WHAT YOU NEED TO DO
#1 In the malli chat thread, what two options does ikitommi give for removing invalid keys?
#2 Continue the malli chat thread from its last message.

SOURCE DOCUMENT
Fork me on GitHub
#malli
<
2021-10-20
>
ikitommi09:10:29

hi all. there is bunch of quality PRs being held in the queue, sorry. I’m working on with the malli internals (schema ast, lifecycle, providers, registries) and want to find a good design before merging anything big in. Will review and pull the queued PRs after that. Any small fixes welcome anytime.

Ben Sless09:10:57

Necroing a question I asked some time ago, any idea for a transformer which removes invalid keys?

Ben Sless09:10:08

(given that they're optional)

ikitommi09:10:32

invalid… you could a) validate the keys when transforming or b) explain and remove based on that.

Ben Sless09:10:45

I think I can build (a), the transformer has access to the parent schema

Ben Sless09:10:21

Also reminds me, I think an interleaved transformer/validator will be good

ikitommi09:10:07

doing both in a single pipeline?

Ben Sless09:10:29

The decoder can end up doing lots of allocations

Ben Sless09:10:42

you can short circuit on it

ikitommi09:10:02

but, you can’t validate before it’s transformed, right?

ikitommi09:10:24

so, it would need to happen on :leave -> it’s all transformed already?

Ben Sless09:10:27

you'll have something like a coercer which transforms and validates in one pass

ikitommi09:10:07

how would it allocate less if that happens after the transformation?

ikitommi09:10:31

wouldn’t all the nested childs get re-validated when you are leaving them?

ikitommi09:10:12

[:map [:a [:map [:b [:map [:c [:map [:d :boolean]]]]]

ikitommi09:10:53

unless the walking knows which childs are already transformed & validated.

Ben Sless09:10:21

hm, generally, you have no way of knowing if you need to re-walk the children

Ben Sless09:10:33

especially if you do interesting transformations

ikitommi09:10:16

my assumption is that having validation and transformation as separate steps is the fastest way to do it. 2 simple sweeps instead of one (more complex) sweep.

ikitommi09:10:24

but, all ears if there is a better way.

ikitommi09:10:12

originally, i though of doing all the workers using just -walk. there would be walker to create a validator, decoder etc. but as all schemas should have all of those and as performance was a one of the primary goals - they got separate (protocol) methods.

ikitommi10:10:10

the one walker would have allowed to compose a chain of validate + transform in an easier way, I think.

PROVIDED RECORDS
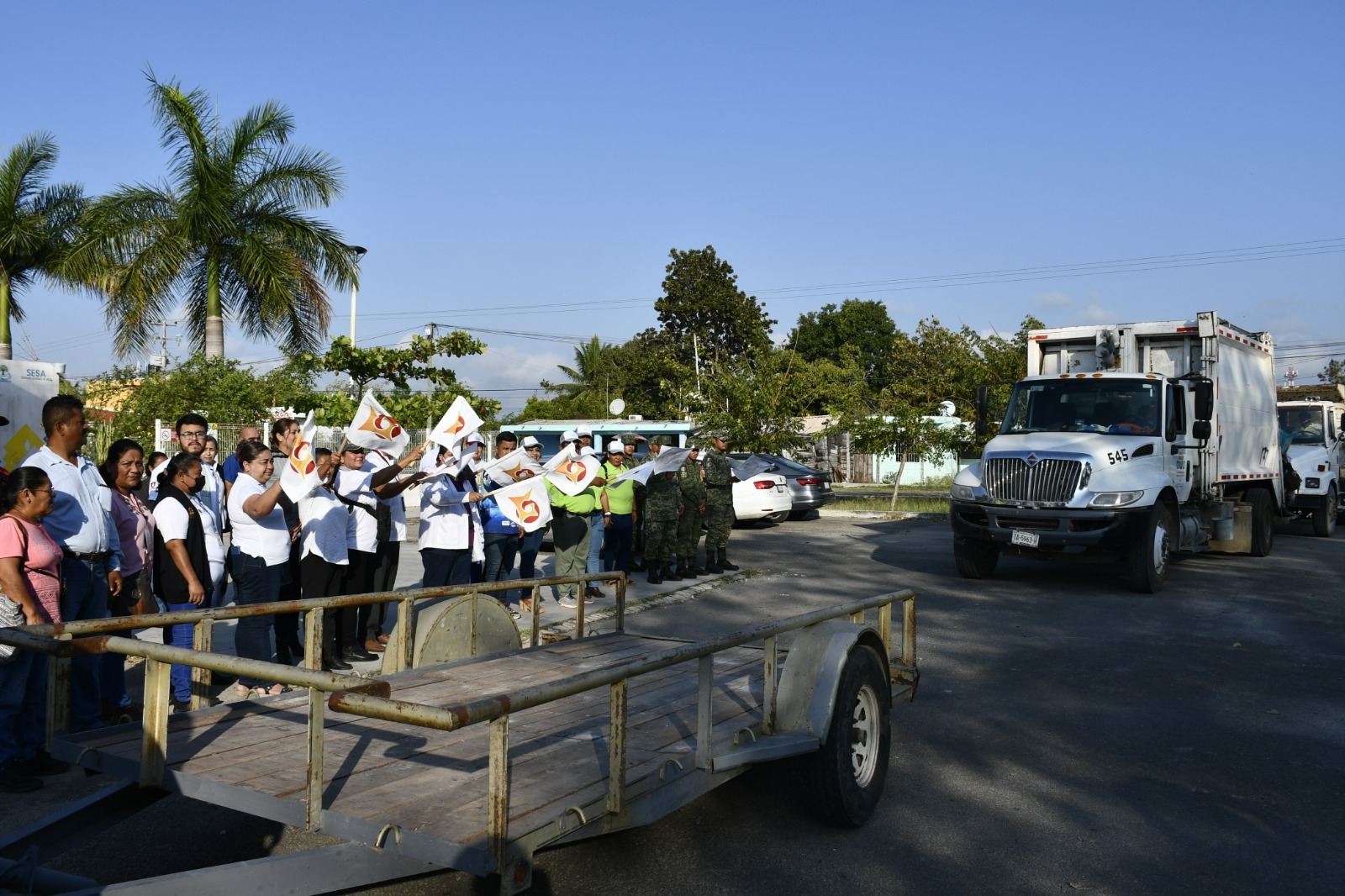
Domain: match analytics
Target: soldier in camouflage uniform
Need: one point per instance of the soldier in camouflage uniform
(719, 503)
(662, 506)
(693, 512)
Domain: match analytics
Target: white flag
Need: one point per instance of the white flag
(526, 503)
(670, 459)
(641, 474)
(299, 477)
(377, 430)
(575, 475)
(511, 467)
(459, 423)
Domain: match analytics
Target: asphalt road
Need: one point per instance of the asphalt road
(1068, 736)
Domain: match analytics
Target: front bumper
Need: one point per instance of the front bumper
(1062, 530)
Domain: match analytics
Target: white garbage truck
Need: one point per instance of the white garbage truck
(1129, 443)
(1311, 435)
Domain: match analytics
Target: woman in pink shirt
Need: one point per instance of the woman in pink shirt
(30, 573)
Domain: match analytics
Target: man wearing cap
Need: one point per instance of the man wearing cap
(719, 503)
(662, 508)
(692, 486)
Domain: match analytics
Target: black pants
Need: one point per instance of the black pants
(323, 579)
(383, 579)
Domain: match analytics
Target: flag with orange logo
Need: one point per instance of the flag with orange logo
(526, 503)
(299, 477)
(459, 423)
(377, 430)
(571, 472)
(510, 468)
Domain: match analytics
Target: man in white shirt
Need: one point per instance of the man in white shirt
(81, 524)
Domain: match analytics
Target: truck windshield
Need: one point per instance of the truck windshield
(1123, 407)
(1301, 425)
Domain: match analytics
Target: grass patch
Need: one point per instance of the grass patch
(907, 505)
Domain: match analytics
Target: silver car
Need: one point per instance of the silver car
(809, 488)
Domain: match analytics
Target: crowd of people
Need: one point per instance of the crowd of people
(145, 532)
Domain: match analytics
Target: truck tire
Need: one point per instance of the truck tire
(974, 559)
(847, 775)
(1147, 562)
(1324, 519)
(1263, 522)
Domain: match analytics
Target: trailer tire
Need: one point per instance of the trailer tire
(1324, 519)
(974, 559)
(1263, 522)
(1147, 564)
(847, 775)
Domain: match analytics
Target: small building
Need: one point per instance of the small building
(549, 430)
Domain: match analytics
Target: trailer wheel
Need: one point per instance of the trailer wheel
(847, 775)
(974, 559)
(1147, 562)
(1324, 519)
(1263, 522)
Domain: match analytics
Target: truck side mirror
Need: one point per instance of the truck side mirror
(1204, 392)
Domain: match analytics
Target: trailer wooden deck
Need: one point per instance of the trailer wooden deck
(434, 784)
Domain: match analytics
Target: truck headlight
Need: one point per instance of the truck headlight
(1116, 498)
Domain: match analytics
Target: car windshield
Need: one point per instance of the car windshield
(1122, 407)
(1304, 424)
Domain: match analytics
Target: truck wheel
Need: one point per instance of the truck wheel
(1147, 562)
(1263, 522)
(845, 777)
(1324, 519)
(975, 559)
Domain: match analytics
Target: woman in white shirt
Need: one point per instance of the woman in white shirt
(188, 557)
(262, 540)
(450, 529)
(324, 522)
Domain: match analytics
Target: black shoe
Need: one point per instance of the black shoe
(44, 766)
(15, 781)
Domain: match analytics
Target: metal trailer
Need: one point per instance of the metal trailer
(475, 764)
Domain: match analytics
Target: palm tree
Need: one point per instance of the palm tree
(37, 225)
(226, 235)
(591, 374)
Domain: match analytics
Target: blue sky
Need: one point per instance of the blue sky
(508, 161)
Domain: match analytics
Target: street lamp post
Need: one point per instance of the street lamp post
(354, 291)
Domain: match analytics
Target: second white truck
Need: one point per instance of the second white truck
(1129, 443)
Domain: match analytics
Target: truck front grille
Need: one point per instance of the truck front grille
(1048, 482)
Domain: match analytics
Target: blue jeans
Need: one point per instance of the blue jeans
(24, 705)
(501, 551)
(596, 541)
(447, 567)
(85, 598)
(616, 555)
(257, 584)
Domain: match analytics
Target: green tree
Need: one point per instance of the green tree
(37, 225)
(861, 324)
(228, 233)
(703, 304)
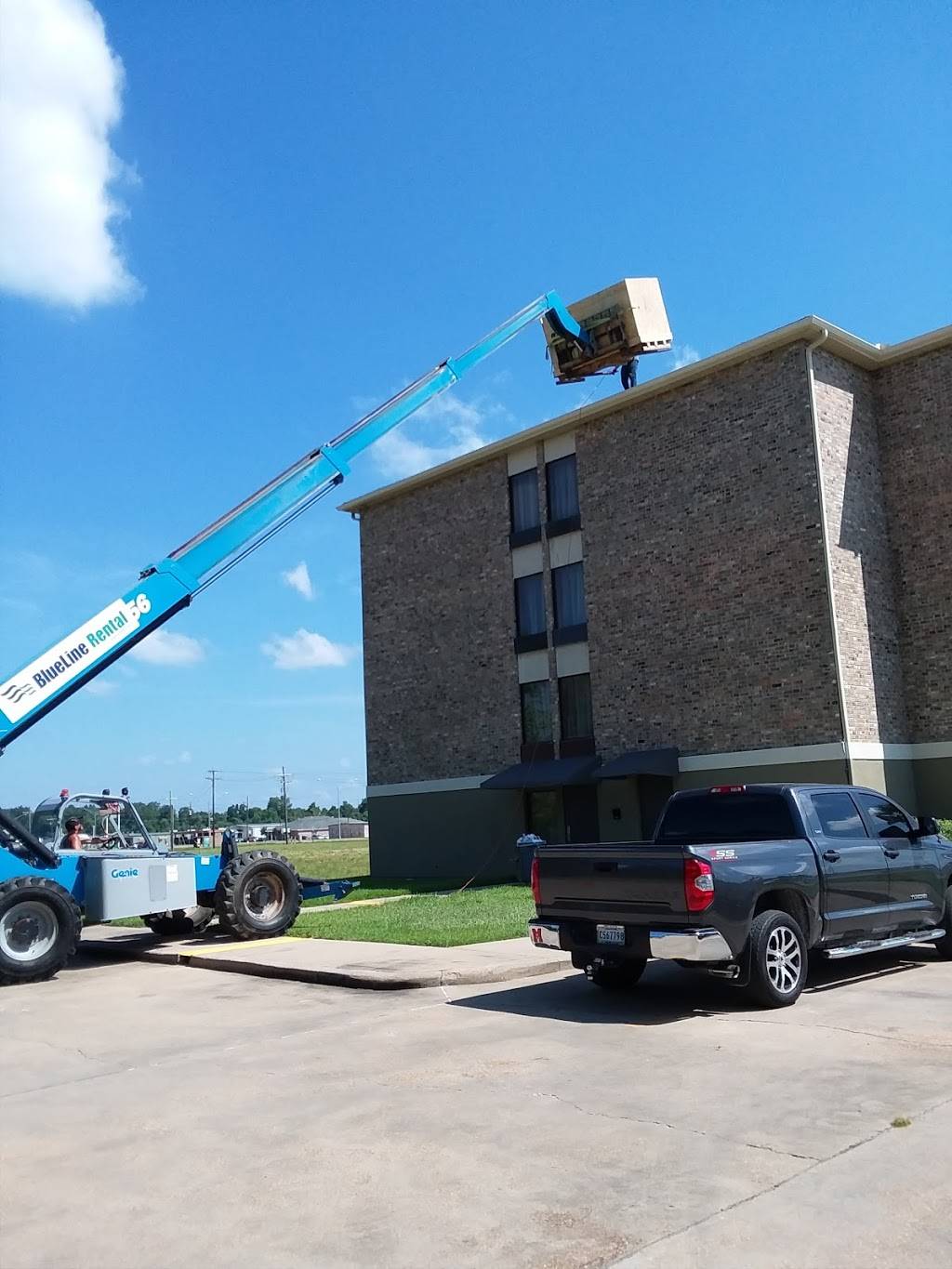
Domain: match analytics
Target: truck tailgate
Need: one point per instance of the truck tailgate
(625, 882)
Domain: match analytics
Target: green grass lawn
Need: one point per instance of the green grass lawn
(431, 920)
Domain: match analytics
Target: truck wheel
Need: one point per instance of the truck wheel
(778, 959)
(944, 945)
(179, 923)
(40, 928)
(258, 896)
(617, 977)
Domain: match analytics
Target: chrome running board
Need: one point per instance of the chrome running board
(900, 941)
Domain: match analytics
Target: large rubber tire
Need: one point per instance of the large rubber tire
(40, 928)
(180, 923)
(944, 945)
(618, 977)
(258, 896)
(778, 959)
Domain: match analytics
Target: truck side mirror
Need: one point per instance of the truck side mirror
(927, 826)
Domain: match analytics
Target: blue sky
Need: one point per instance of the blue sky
(319, 202)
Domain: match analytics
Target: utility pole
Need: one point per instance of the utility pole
(212, 777)
(284, 800)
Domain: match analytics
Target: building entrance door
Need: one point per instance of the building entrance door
(580, 802)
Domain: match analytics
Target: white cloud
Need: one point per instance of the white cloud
(60, 98)
(163, 647)
(452, 428)
(684, 355)
(299, 580)
(306, 650)
(100, 688)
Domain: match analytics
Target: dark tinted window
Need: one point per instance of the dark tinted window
(530, 605)
(523, 500)
(728, 817)
(575, 706)
(562, 489)
(569, 595)
(536, 713)
(889, 820)
(838, 815)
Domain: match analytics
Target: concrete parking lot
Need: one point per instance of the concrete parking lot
(159, 1116)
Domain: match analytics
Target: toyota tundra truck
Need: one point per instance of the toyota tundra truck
(747, 880)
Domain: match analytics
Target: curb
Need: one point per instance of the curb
(367, 980)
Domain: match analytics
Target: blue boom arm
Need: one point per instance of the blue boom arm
(172, 584)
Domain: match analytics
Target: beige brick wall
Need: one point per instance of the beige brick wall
(708, 621)
(861, 555)
(916, 441)
(441, 683)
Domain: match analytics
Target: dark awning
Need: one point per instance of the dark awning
(640, 761)
(545, 774)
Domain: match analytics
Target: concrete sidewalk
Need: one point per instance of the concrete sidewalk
(336, 962)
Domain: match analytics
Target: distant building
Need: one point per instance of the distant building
(322, 827)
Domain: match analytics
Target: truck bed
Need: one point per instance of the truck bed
(621, 882)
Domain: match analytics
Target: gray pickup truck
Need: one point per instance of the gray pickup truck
(746, 882)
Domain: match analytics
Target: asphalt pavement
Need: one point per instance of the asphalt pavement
(160, 1117)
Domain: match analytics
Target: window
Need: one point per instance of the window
(569, 595)
(888, 819)
(838, 815)
(530, 613)
(562, 493)
(536, 713)
(726, 817)
(523, 505)
(575, 706)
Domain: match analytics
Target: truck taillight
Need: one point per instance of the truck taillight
(698, 885)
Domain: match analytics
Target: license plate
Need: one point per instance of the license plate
(610, 932)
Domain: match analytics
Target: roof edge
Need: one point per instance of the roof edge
(838, 340)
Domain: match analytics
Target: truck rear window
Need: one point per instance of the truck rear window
(726, 817)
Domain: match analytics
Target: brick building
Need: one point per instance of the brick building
(650, 594)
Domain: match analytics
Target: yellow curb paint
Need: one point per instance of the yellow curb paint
(240, 946)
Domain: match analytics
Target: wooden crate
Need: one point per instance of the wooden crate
(625, 320)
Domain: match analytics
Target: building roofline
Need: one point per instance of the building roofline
(840, 341)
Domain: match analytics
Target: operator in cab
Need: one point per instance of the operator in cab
(73, 840)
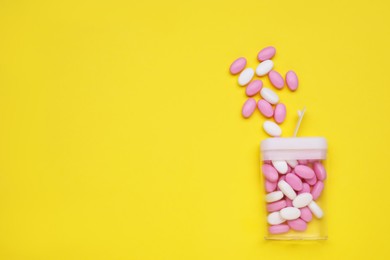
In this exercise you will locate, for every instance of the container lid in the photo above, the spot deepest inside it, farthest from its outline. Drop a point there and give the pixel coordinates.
(293, 143)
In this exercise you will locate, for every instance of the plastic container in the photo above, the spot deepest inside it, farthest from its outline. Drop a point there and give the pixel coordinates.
(309, 152)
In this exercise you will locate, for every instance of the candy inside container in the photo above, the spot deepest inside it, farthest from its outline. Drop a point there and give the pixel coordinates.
(294, 180)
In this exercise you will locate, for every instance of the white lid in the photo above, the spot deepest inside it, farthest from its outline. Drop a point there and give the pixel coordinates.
(293, 143)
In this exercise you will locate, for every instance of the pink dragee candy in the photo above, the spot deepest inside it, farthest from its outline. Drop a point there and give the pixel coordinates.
(305, 188)
(270, 186)
(317, 190)
(276, 79)
(311, 181)
(237, 66)
(306, 214)
(294, 181)
(276, 206)
(304, 171)
(303, 162)
(292, 80)
(281, 178)
(254, 88)
(297, 224)
(249, 107)
(266, 53)
(319, 170)
(280, 113)
(278, 229)
(265, 108)
(270, 173)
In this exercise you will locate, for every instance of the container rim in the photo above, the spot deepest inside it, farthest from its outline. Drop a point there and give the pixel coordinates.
(293, 143)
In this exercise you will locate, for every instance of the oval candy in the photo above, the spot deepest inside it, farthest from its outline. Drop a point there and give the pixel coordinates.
(292, 80)
(287, 190)
(270, 186)
(270, 96)
(280, 113)
(275, 218)
(292, 163)
(319, 170)
(265, 108)
(297, 224)
(305, 188)
(304, 171)
(253, 88)
(317, 190)
(245, 76)
(266, 53)
(303, 162)
(271, 128)
(294, 181)
(278, 229)
(237, 66)
(270, 173)
(274, 196)
(312, 181)
(280, 166)
(315, 209)
(276, 79)
(276, 206)
(249, 107)
(264, 67)
(290, 213)
(288, 202)
(306, 214)
(302, 200)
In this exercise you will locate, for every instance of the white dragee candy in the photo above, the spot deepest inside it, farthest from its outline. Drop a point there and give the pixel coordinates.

SOLVED PROBLEMS
#1 Validate the keys when transforming, or explain and remove them based on that.

#2
Ben Sless10:10:20

Figured out how to strip invalid optional keys, feel free to add it to tips, after some beautifying

(defn strip-invalid-optional-keys-transformer
  ([]
   (let [transform
         {:compile
          (fn [schema _]
            (let [entries (filter #(:optional (m/properties (second %))) (m/entries schema))
                  fs (map (fn [[k v]]
                            (let [validator (m/validator v)]
                              (fn [m]
                                (if-let [e' (find m k)]
                                  (let [v' (val e')]
                                    (if (validator v')
                                      m
                                      (dissoc m k)))
                                  m))))
                          entries)]
              (reduce comp fs)))}]
     (mt/transformer
      {:decoders {:map transform}
       :encoders {:map transform}}))))

Ben Sless10:10:42

(m/decode [:map [:a {:optional true} int?] [:b {:optional true} int?]] {:a 1 :b 2.2} strip-invalid-optional-keys-transformer)

ikitommi09:10:50

a) might be cleaner (and faster)?

ikitommi09:10:00

:or does also validation on transformation, as it needs to find the branch, which is valid after transformation.

ikitommi09:10:25

spike about caching computations (`-form`, -validator etc) with schemas:

(def schema
  (m/schema
   [:map
    [:x boolean?]
    [:y {:optional true} int?]
    [:z [:map
         [:x boolean?]
         [:y {:optional true} int?]]]]))

;; 1.5µs -> 11ns (130x)
(p/bench
 (m/validator schema)

;; 1.7µs -> 64ns (25x)
(p/bench
 (m/validate schema {:x true, :z {:x true}})) ; => true

ikitommi09:10:14

there is the initial cost of creating the thing, but just once opposed to every call. the results are cached with the actual schema instance, so when the schema instance is not needed, the cached results will also be GCd, so not leaking memory.

ikitommi09:10:59

using computation directly is still fastest, but not much:

;; 55ns
(let [validate (m/validator schema)]
  (p/bench
   (validate {:x true, :z {:x true}})))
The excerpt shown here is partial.